# [Challenge a]
Answer these questions using the text on Airflow XCOM:
(i) What does XCOM stand for?
(ii) By default, what is the key argument of xcom_pull() set to?
(iii) Which trigger rule lets parents be in a skipped state but not a failed one?

# [Text shown]
============================================================

We still have all the trigger rules defined in the earlier version, but to those we add:

  • none_failed: Will trigger a task when all the parents have finished executing AND none of them are in a failed state. Parents can however be in a skipped state.
  • none_failed_or_skipped: Will trigger a task when all parents have finished execution AND none of them are in a failed or skipped state. This is similar to the one_success but the difference is that it waits for all its parents to finish execution.

XCOM

XCOM stands for cross communication. It is the way different tasks in Airflow communicate with one another. It works by defining a key and value, and pushing those into the Airflow Database. Other tasks can later on pull the value from the Database by using the key. One requirement for a value to be pushed into xcom is that it needs to be “picklable” (not sure if picklable is a real word but airflow should be able to pickle the value).

For additional information, pickling is the process by which python converts data into a byte stream (by serializing it) and unpickling is the deserializing process. Those are also sometimes referred to as: serialization, marshalling or flattening.

Here is a list of things that can be pickled and unpickled

Data sent in XCOM are stored in the Apache Airflow Backend Database.

There are two way to push data into xcom: either by pushing it explicitly through xcom_push or implicitly by simply returning a value.

Pushing to XCOM explicitly

Here is an example on how an Operator or a PythonOperator’s callable function can push a value into xcom:

context['task_instance'].xcom_push(context['task'].task_id, some_value_to_push)

Alright, so what is happening here? first we are retrieving the task_instance object from the context and then calling the xcom_push function, passing the key and the value to it. In this case we chose the key to be the task_id so we are also retrieving that value from the context.

Under the hood, we’d be calling the following function:

XCom.set(
            key=key,
            value=value,
            task_id=self.task_id,
            dag_id=self.dag_id,
            execution_date=execution_date or self.execution_date)

Source Code

Pushing to XCOM by returning a value

Operators can push a value in their execute function, and a PythonOperator can push a value to xcom by returning it in its python_callable function.

Example:

def push_function(**context):
    return 'xyz'

the value “xyz” will be pushed to xcom with the key being the task_id of the function pushing this value.

Pulling data from XCOM

Data can be pulled from xcom and additionally, we can filter based on key, task_ids, dag_id etc…

Pulling data from xcom is done through the xcom_pull() function. One important thing to note is that this function takes in a key argument and by default, this key argument is set to XCOM_RETURN_KEY. This limits the search to values that were pushed using the return key word and ignores those pushed manually.

To change this, pass None to the key param.

Here is an example on how to retrieve data from xcom:

task_instance = context['task_instance'] ## We can also use ti instead of task_instance. They're aliases.
task_instance.xcom_pull(key = None, task_ids = "the_task_id_used_while_pushing_the_data")

============================================================

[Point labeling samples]
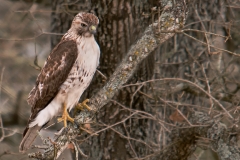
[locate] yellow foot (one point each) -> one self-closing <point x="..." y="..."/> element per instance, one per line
<point x="83" y="105"/>
<point x="65" y="116"/>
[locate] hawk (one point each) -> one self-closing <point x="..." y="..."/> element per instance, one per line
<point x="65" y="75"/>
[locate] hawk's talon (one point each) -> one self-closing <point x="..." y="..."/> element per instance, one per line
<point x="65" y="116"/>
<point x="83" y="105"/>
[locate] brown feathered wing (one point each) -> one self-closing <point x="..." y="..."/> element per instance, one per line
<point x="55" y="71"/>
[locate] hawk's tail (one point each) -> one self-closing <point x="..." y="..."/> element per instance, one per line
<point x="29" y="137"/>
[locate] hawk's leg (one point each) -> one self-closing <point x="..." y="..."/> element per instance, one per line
<point x="83" y="105"/>
<point x="65" y="116"/>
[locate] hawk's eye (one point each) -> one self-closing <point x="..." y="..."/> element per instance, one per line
<point x="83" y="25"/>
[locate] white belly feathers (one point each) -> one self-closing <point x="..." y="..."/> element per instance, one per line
<point x="78" y="80"/>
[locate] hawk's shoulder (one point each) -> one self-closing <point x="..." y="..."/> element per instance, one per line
<point x="54" y="72"/>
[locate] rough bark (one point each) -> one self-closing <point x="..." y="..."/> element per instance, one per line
<point x="172" y="18"/>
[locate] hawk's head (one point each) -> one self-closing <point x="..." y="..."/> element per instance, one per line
<point x="85" y="24"/>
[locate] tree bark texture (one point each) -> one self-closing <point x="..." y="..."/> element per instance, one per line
<point x="121" y="23"/>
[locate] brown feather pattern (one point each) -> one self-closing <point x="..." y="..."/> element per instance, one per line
<point x="52" y="75"/>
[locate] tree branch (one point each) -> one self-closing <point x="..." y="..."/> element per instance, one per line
<point x="172" y="18"/>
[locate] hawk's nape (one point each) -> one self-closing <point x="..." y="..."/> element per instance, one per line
<point x="65" y="75"/>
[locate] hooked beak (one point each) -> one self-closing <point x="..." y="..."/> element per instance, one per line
<point x="92" y="29"/>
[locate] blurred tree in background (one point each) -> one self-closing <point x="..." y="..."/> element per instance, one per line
<point x="178" y="93"/>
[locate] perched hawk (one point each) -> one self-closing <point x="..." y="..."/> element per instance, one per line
<point x="66" y="73"/>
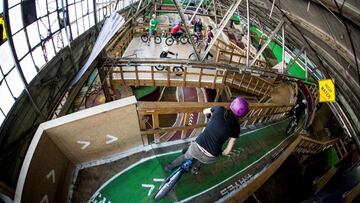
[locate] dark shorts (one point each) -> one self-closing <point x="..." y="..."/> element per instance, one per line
<point x="152" y="33"/>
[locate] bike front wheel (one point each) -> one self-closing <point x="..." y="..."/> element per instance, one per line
<point x="184" y="39"/>
<point x="169" y="41"/>
<point x="144" y="37"/>
<point x="158" y="40"/>
<point x="168" y="185"/>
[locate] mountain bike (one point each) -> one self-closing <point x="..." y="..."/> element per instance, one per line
<point x="170" y="182"/>
<point x="178" y="70"/>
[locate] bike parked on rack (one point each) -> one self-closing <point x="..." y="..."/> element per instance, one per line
<point x="145" y="38"/>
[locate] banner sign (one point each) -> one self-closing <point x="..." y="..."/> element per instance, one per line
<point x="326" y="91"/>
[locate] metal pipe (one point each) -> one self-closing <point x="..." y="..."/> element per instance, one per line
<point x="267" y="42"/>
<point x="248" y="30"/>
<point x="222" y="26"/>
<point x="283" y="48"/>
<point x="186" y="28"/>
<point x="193" y="16"/>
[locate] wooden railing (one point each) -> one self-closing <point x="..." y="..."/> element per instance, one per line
<point x="232" y="54"/>
<point x="258" y="113"/>
<point x="203" y="75"/>
<point x="234" y="58"/>
<point x="309" y="145"/>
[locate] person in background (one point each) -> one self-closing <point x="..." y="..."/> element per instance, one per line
<point x="177" y="31"/>
<point x="210" y="36"/>
<point x="223" y="126"/>
<point x="198" y="28"/>
<point x="153" y="27"/>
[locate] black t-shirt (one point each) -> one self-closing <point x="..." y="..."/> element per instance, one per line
<point x="218" y="131"/>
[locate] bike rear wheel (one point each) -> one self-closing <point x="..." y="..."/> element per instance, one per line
<point x="169" y="41"/>
<point x="168" y="185"/>
<point x="183" y="39"/>
<point x="192" y="56"/>
<point x="291" y="127"/>
<point x="158" y="40"/>
<point x="144" y="37"/>
<point x="178" y="70"/>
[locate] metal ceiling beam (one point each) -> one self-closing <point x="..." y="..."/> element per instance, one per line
<point x="197" y="9"/>
<point x="223" y="23"/>
<point x="267" y="43"/>
<point x="179" y="9"/>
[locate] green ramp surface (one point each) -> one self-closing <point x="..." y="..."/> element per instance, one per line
<point x="139" y="182"/>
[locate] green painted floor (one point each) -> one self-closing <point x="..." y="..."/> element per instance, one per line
<point x="140" y="182"/>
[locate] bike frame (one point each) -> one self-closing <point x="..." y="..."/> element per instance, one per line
<point x="169" y="183"/>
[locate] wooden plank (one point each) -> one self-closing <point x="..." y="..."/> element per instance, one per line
<point x="155" y="121"/>
<point x="184" y="77"/>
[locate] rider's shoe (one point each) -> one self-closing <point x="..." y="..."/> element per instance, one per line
<point x="168" y="168"/>
<point x="195" y="170"/>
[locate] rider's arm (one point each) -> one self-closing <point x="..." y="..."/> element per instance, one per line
<point x="229" y="146"/>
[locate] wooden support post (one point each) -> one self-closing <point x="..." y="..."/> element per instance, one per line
<point x="184" y="78"/>
<point x="200" y="76"/>
<point x="214" y="81"/>
<point x="155" y="120"/>
<point x="152" y="76"/>
<point x="168" y="75"/>
<point x="136" y="77"/>
<point x="218" y="93"/>
<point x="104" y="84"/>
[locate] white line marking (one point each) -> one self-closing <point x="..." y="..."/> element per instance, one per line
<point x="150" y="186"/>
<point x="52" y="175"/>
<point x="111" y="139"/>
<point x="189" y="198"/>
<point x="158" y="179"/>
<point x="84" y="143"/>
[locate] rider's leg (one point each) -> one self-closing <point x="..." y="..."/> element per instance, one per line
<point x="196" y="167"/>
<point x="177" y="162"/>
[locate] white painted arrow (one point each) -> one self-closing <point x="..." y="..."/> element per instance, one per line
<point x="111" y="139"/>
<point x="158" y="179"/>
<point x="84" y="143"/>
<point x="150" y="186"/>
<point x="51" y="174"/>
<point x="45" y="199"/>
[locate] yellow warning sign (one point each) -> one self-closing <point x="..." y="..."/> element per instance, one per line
<point x="326" y="91"/>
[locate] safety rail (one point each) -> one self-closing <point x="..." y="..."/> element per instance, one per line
<point x="235" y="58"/>
<point x="309" y="145"/>
<point x="259" y="112"/>
<point x="195" y="74"/>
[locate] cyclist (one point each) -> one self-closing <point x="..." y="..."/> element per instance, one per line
<point x="198" y="28"/>
<point x="222" y="126"/>
<point x="210" y="36"/>
<point x="152" y="28"/>
<point x="177" y="31"/>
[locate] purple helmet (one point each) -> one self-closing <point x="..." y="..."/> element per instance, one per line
<point x="240" y="107"/>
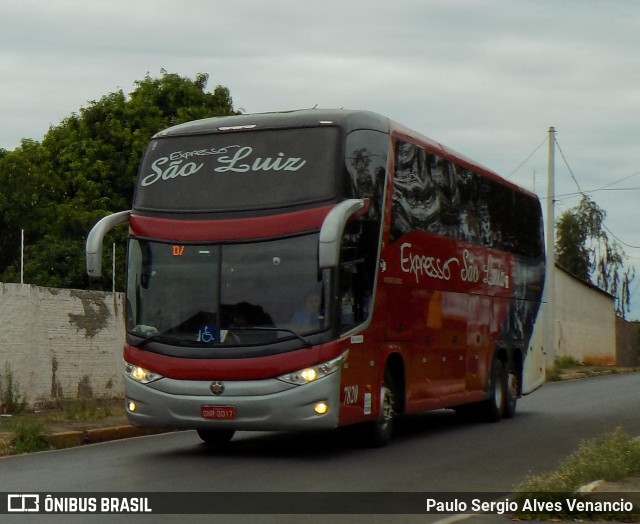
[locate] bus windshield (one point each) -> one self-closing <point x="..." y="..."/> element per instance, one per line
<point x="226" y="294"/>
<point x="239" y="171"/>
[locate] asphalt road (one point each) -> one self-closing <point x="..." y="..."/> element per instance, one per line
<point x="432" y="453"/>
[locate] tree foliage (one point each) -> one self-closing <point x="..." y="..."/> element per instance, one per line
<point x="84" y="169"/>
<point x="584" y="248"/>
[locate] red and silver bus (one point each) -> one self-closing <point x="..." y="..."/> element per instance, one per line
<point x="313" y="269"/>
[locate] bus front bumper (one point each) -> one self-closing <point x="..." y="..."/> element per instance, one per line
<point x="255" y="405"/>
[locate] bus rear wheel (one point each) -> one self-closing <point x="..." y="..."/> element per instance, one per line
<point x="216" y="437"/>
<point x="492" y="409"/>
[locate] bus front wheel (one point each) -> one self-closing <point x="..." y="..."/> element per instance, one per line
<point x="379" y="431"/>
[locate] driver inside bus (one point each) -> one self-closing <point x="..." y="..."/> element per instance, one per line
<point x="311" y="317"/>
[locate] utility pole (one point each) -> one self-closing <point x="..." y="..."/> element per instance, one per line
<point x="549" y="285"/>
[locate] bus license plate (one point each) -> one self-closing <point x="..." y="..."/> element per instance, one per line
<point x="218" y="412"/>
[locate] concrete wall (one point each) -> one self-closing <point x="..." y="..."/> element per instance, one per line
<point x="627" y="343"/>
<point x="585" y="321"/>
<point x="61" y="343"/>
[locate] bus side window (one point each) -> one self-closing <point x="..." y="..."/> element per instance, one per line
<point x="356" y="276"/>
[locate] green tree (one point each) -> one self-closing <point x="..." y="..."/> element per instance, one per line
<point x="584" y="248"/>
<point x="84" y="169"/>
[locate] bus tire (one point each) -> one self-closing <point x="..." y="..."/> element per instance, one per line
<point x="511" y="394"/>
<point x="380" y="431"/>
<point x="216" y="437"/>
<point x="492" y="409"/>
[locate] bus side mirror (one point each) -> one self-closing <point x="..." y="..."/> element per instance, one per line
<point x="332" y="228"/>
<point x="96" y="239"/>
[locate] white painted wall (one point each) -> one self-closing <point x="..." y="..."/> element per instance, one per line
<point x="585" y="321"/>
<point x="61" y="343"/>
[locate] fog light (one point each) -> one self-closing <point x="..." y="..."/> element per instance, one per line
<point x="321" y="408"/>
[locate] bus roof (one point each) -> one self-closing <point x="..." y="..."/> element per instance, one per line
<point x="288" y="119"/>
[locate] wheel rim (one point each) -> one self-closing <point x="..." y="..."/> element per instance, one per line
<point x="386" y="407"/>
<point x="498" y="392"/>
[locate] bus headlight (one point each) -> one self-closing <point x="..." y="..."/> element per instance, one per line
<point x="144" y="376"/>
<point x="310" y="374"/>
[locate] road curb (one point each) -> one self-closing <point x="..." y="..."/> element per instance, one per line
<point x="92" y="436"/>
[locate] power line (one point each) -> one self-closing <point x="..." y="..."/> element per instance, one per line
<point x="583" y="193"/>
<point x="528" y="158"/>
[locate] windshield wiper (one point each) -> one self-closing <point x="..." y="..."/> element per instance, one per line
<point x="305" y="341"/>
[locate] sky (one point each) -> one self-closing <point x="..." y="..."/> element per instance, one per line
<point x="487" y="78"/>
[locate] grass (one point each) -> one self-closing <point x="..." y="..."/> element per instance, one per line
<point x="613" y="456"/>
<point x="26" y="431"/>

============================================================

# [Challenge b]
Rewrite everything in the listing from the line containing "[locate] bus headlight" down to the end of the listing as a numbered list, leaving out blank lines.

# [Exercise solution a]
(i) Cross communication.
(ii) XCOM_RETURN_KEY.
(iii) none_failed.

# [Exercise solution b]
1. [locate] bus headlight (one point each) -> one self-closing <point x="..." y="..."/> element per instance, one per line
2. <point x="144" y="376"/>
3. <point x="310" y="374"/>
4. [locate] road curb (one point each) -> one self-closing <point x="..." y="..."/> element per instance, one per line
5. <point x="92" y="436"/>
6. [locate] power line (one point each) -> one self-closing <point x="..." y="..."/> element per instance, one per line
7. <point x="583" y="193"/>
8. <point x="528" y="158"/>
9. [locate] windshield wiper (one point each) -> one self-closing <point x="..." y="..."/> element per instance, one per line
10. <point x="305" y="341"/>
11. [locate] sky (one point each) -> one self-closing <point x="..." y="..."/> element per instance, one per line
12. <point x="487" y="78"/>
13. [locate] grass (one point each) -> one self-closing <point x="..." y="..."/> element per instance, one per line
14. <point x="613" y="456"/>
15. <point x="26" y="431"/>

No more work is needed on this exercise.